● **PROMPT**
Transcribe verbatim every line from the line containing "Indicate the person" to the end of the entries, including both endpoints. Output nothing beyond those lines.

● **SUPPLIED RECORDS**
** Begin **

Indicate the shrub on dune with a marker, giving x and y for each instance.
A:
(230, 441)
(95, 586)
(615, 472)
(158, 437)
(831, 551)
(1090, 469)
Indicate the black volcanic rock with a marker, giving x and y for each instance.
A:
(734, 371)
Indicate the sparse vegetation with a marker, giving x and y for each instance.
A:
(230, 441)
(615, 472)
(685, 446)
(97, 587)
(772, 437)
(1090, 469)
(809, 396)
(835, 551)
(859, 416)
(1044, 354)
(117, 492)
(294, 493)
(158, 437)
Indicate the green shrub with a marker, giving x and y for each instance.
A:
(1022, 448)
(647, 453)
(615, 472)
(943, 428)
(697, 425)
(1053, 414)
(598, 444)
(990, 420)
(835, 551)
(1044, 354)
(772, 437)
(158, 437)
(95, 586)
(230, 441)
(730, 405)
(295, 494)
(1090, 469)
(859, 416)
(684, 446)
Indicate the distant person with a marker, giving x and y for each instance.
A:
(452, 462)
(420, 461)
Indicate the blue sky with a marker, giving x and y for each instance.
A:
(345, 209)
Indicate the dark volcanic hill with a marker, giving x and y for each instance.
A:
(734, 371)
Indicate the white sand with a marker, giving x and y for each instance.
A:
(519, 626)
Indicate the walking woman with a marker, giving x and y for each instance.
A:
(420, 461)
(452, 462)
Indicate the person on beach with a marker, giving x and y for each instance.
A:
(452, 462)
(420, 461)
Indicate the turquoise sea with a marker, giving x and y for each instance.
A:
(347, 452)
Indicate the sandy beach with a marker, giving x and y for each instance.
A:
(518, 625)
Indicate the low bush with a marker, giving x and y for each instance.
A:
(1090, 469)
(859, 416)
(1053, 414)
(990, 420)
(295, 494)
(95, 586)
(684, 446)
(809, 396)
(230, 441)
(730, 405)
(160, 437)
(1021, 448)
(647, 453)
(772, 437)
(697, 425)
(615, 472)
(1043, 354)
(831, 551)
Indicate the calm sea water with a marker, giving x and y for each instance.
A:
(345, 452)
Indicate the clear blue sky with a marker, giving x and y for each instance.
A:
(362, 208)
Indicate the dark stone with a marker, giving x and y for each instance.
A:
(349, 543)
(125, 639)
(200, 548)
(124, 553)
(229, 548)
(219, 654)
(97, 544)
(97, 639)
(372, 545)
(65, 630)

** End **

● **ANSWER TO THIS EXERCISE**
Indicate the person on beach with a marker, giving x and y for each instance.
A:
(452, 462)
(420, 461)
Indicate the turquoise sea with a marker, giving x and y for each instance.
A:
(347, 452)
Indicate the sandy beach with a marker, giving x and y for each instance.
A:
(518, 625)
Indicate the low bush with a marker, giving x and y for each instance.
A:
(1090, 469)
(859, 416)
(1053, 414)
(990, 420)
(295, 494)
(95, 586)
(684, 446)
(809, 396)
(230, 441)
(730, 405)
(160, 437)
(1021, 448)
(647, 453)
(772, 437)
(697, 425)
(615, 472)
(1043, 354)
(831, 551)
Indicate the calm sea water with a marker, giving x and y for each instance.
A:
(345, 452)
Indicate the clear blue sky with a marker, giving x and y for each instance.
A:
(362, 208)
Indicate the dark stone with a marker, giving x and y for each instance.
A:
(349, 543)
(125, 639)
(200, 548)
(124, 553)
(229, 548)
(219, 654)
(97, 544)
(97, 639)
(372, 545)
(65, 630)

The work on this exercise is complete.